Position annotation records
* * * * * * * * *

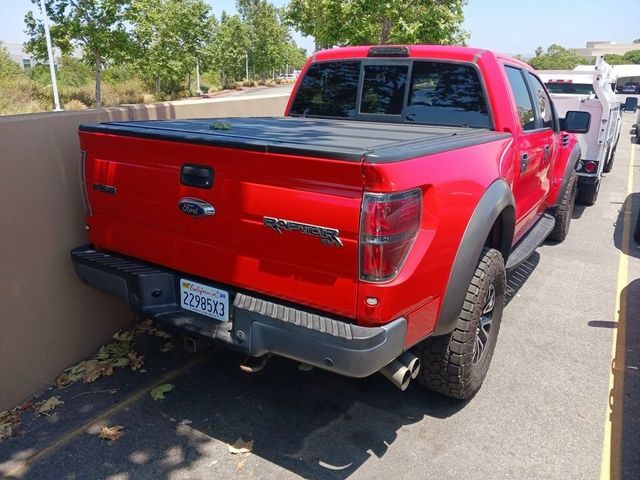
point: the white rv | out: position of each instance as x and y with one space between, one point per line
589 91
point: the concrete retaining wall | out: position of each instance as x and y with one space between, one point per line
49 319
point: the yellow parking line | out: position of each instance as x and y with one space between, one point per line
611 447
24 465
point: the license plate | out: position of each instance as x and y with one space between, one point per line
204 300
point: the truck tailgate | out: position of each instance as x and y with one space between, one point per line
134 187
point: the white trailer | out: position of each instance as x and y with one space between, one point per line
589 91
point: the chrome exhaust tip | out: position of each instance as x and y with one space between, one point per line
410 361
398 374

* * * * * * * * *

■ Exercise requirements: Can you pull every line from the records above and reproduce each one word for word, leaving out the pictures?

■ Exercise response:
point: the white rv | out: position of each instance as x and y with one space between, one point per line
589 91
point: the concrete retaining wall | out: position of each instance as x and y with one space between, one point per line
49 319
point: the yellow parking line | out: position of each instance as x and y with one space between, one point per line
611 447
24 465
point: the license plate | out: position of each instance as x and y with one space between, one point per line
204 300
point: the truck tailgate | out: position of each instance as x and y with one space between, one point per line
134 187
point: the white trailer | out: position of each instance as x and y with one space between, one point per line
589 91
point: the chrome exhaust tip | out: position of each instance as x and y with one space between, one point per line
410 361
398 374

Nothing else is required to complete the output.